══ Выбранный текст
«Когда же толпа хотела овладеть башнею и врывалась в ворота двора, и уже приказано было принести огня, чтобы зажечь ворота, тогда он, в неизбежной опасности быть захваченным, пронзил себя мечом, желая лучше доблестно умереть, нежели попасться в руки беззаконников и недостойно обесчестить свое благородство. Но как удар оказался от поспешности неверен, а толпы уже вторгались в двери, то он, отважно вбежав на стену, мужественно бросился с нее на толпу народа. Когда же стоявшие поспешно расступились, и осталось пустое пространство, то он упал в середину на чрево. Дыша еще и сгорая негодованием, несмотря на лившуюся ручьем кровь и тяжелые раны, встал и, пробежав сквозь толпу народа, остановился на одной крутой скале. Совершенно уже истекая кровью, он вырвал у себя внутренности и, взяв их обеими руками, бросил в толпу и, моля Господа жизни и духа опять дать ему жизнь и дыхание, окончил таким образом жизнь».
В Новом Завете самоубийца всего один, зато знаменитейший из всех и даже давший впоследствии название самому явлению — «иудин грех». Если оставить в стороне позднейшие богословские интерпретации самоубийства Иуды Симонова из Кариота и обратиться непосредственно к тексту Писания, мы увидим, что евангелист отзывается о смерти предателя лаконично и бесстрастно: «И, бросив сребренники в храме, он вышел, пошел и удавился» (Мф. XXVII, 5). То, что Иуда удавился, — не новое преступление, а свидетельство раскаяния в содеянном. В словах же Петра (Деян. I, 18), рассказывающего ученикам об иудиной участи, звучит гадливость («и когда низринулся, расселось чрево его, и выпали все внутренности его») и осуждение предательства — но не осуждение самоказни.
При отсутствии канонических обоснований отцам церкви, участникам антисуицидных церковных соборов V–VII веков, было не так-то просто доказать тезис о недопустимости самоубийства. Положение усугублялось тем, что сам Иисус принял смерть добровольно, то есть фактически закончил свое земное существование самоубийством. Примеру Агнца последовали сотни и тысячи христианских мучеников. Одни безропотно и даже с радостью предавались в руки палачей, другие убивали себя сами и именно за это были причислены христианской церковью к лику святых.
════
§ **Письменное задание a**
Подсчитайте строки записей, где встречается строка «arched», учитывая регистр. В ответе дайте только число.
══ Исходные записи
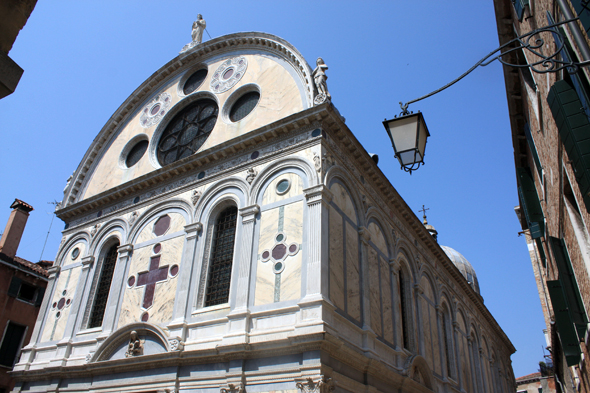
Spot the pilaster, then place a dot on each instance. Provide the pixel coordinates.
(181, 304)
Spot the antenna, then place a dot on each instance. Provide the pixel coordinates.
(55, 203)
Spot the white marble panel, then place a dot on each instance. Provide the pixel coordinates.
(377, 238)
(343, 201)
(336, 259)
(64, 289)
(374, 296)
(353, 279)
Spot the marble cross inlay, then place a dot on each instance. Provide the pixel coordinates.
(278, 253)
(150, 278)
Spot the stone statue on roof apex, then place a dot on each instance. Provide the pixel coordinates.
(198, 26)
(320, 78)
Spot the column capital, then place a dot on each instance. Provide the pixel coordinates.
(87, 261)
(54, 271)
(249, 213)
(125, 250)
(317, 194)
(193, 229)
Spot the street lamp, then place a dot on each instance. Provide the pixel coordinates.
(408, 131)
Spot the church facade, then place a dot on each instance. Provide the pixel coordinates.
(226, 231)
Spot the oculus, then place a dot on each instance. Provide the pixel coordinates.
(187, 131)
(228, 74)
(194, 81)
(243, 106)
(153, 111)
(136, 152)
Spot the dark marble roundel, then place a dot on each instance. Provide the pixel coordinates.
(161, 225)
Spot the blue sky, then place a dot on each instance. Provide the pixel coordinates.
(83, 59)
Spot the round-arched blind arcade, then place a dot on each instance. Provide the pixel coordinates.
(187, 131)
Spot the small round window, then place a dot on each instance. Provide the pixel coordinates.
(136, 153)
(244, 105)
(187, 131)
(195, 81)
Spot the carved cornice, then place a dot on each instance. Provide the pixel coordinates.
(239, 41)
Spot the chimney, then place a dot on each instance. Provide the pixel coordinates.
(15, 227)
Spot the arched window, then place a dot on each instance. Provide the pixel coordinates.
(107, 267)
(222, 255)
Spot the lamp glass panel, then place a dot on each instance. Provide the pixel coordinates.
(403, 132)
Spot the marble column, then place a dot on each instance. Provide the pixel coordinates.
(51, 281)
(244, 262)
(75, 315)
(182, 309)
(109, 322)
(318, 198)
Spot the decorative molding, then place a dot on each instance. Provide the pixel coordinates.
(196, 196)
(251, 175)
(323, 385)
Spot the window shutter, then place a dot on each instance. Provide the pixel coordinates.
(570, 286)
(14, 286)
(531, 142)
(574, 130)
(565, 326)
(40, 293)
(530, 203)
(583, 10)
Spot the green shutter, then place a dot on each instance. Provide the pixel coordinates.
(583, 10)
(574, 130)
(541, 252)
(14, 287)
(533, 148)
(530, 202)
(570, 286)
(39, 299)
(565, 326)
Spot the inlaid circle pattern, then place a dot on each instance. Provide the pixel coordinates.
(154, 111)
(228, 74)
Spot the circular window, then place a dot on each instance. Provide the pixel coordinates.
(187, 131)
(195, 81)
(136, 153)
(283, 186)
(244, 105)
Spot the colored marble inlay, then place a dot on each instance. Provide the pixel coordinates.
(150, 278)
(162, 225)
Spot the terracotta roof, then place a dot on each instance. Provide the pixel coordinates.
(23, 263)
(529, 376)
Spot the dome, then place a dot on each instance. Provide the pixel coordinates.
(464, 267)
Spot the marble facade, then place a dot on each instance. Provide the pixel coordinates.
(321, 240)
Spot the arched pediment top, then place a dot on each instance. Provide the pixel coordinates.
(153, 340)
(298, 165)
(116, 228)
(174, 205)
(296, 72)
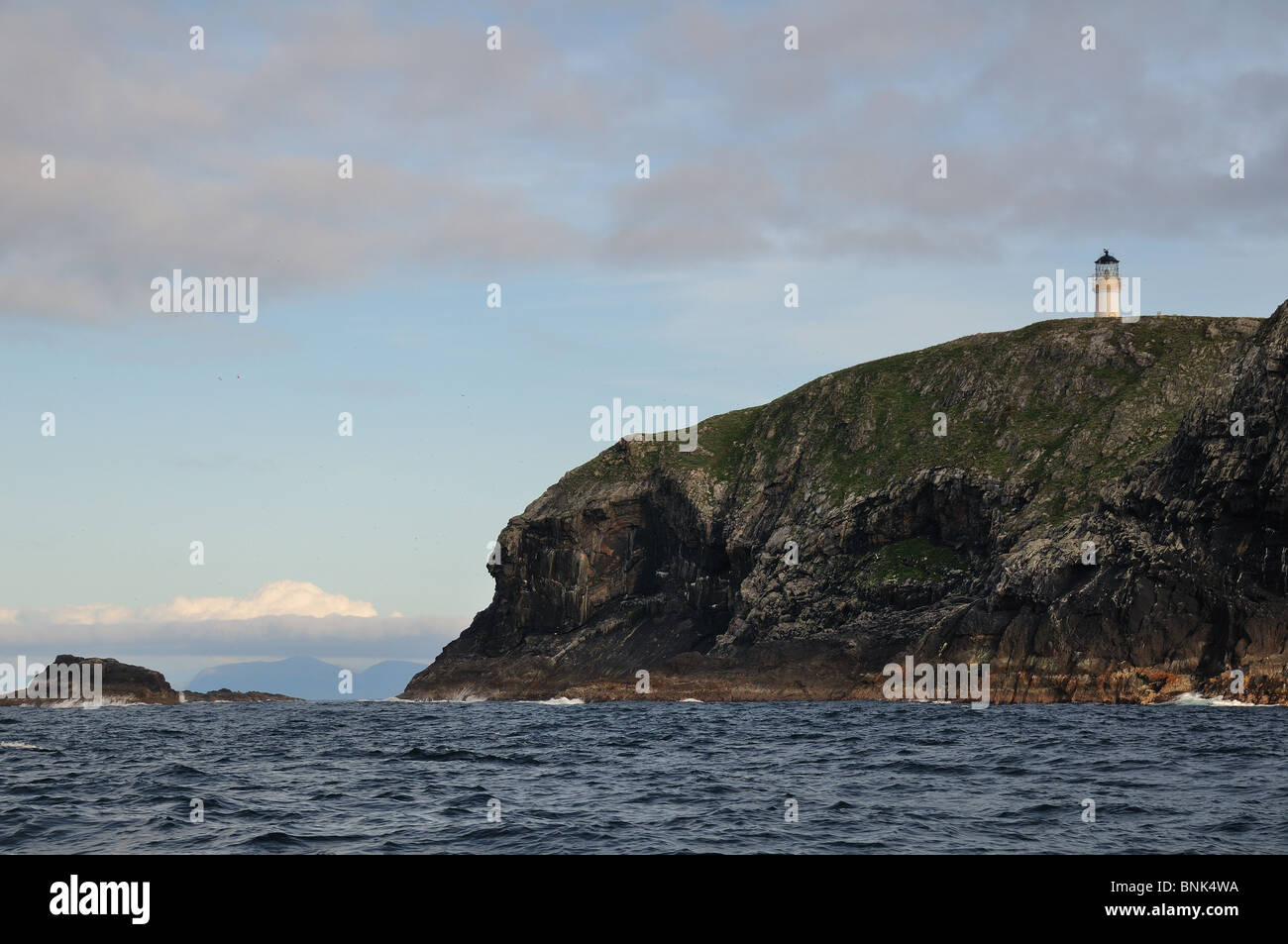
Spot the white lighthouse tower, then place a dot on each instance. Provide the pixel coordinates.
(1107, 287)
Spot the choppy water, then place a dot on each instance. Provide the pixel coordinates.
(381, 777)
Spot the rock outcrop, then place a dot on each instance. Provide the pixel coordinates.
(72, 679)
(1090, 526)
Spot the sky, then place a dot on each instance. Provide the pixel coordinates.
(518, 167)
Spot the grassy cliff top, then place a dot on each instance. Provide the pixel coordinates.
(1063, 406)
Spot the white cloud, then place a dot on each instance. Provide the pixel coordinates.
(279, 618)
(281, 597)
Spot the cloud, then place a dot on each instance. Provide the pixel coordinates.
(283, 617)
(467, 161)
(277, 599)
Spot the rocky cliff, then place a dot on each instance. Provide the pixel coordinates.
(1063, 438)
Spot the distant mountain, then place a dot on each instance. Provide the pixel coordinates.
(304, 677)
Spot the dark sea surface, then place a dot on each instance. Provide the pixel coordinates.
(867, 777)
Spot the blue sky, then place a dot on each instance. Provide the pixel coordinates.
(518, 167)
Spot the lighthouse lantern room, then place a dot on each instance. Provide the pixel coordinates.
(1107, 287)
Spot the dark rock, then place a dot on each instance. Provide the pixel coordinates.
(956, 549)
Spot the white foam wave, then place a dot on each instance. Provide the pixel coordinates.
(1196, 698)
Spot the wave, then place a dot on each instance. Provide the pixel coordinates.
(1196, 698)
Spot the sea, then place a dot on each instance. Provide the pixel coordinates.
(1193, 776)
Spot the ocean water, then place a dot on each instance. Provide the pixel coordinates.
(866, 777)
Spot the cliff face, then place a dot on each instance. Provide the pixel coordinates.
(958, 548)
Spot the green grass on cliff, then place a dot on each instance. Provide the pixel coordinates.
(1063, 406)
(914, 559)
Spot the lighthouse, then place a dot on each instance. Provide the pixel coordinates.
(1107, 287)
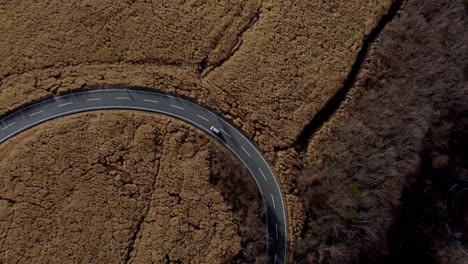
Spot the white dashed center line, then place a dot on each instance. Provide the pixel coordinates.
(264, 177)
(203, 118)
(225, 133)
(93, 99)
(8, 126)
(60, 105)
(176, 106)
(38, 112)
(273, 200)
(246, 151)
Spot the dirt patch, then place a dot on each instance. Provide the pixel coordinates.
(113, 187)
(281, 61)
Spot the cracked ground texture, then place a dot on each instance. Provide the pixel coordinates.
(269, 67)
(134, 187)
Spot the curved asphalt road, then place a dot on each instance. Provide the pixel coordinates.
(194, 114)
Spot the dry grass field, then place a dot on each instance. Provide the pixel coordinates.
(358, 105)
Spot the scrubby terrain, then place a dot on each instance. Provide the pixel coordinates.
(359, 106)
(116, 187)
(367, 183)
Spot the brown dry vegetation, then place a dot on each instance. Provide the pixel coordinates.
(116, 187)
(240, 192)
(359, 163)
(269, 67)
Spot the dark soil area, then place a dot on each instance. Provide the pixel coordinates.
(432, 219)
(375, 176)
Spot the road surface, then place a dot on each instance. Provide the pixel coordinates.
(202, 118)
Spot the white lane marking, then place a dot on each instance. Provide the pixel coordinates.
════
§ **Письменное задание b**
Перепишите фрагмент текста о самоубийстве, начиная с «При отсутствии канонических» и заканчивая «к лику святых.», поставив «мучителей» вместо «палачей».

§ **Результат a**
3

§ **Результат b**
При отсутствии канонических обоснований отцам церкви, участникам антисуицидных церковных соборов V–VII веков, было не так-то просто доказать тезис о недопустимости самоубийства. Положение усугублялось тем, что сам Иисус принял смерть добровольно, то есть фактически закончил свое земное существование самоубийством. Примеру Агнца последовали сотни и тысячи христианских мучеников. Одни безропотно и даже с радостью предавались в руки мучителей, другие убивали себя сами и именно за это были причислены христианской церковью к лику святых.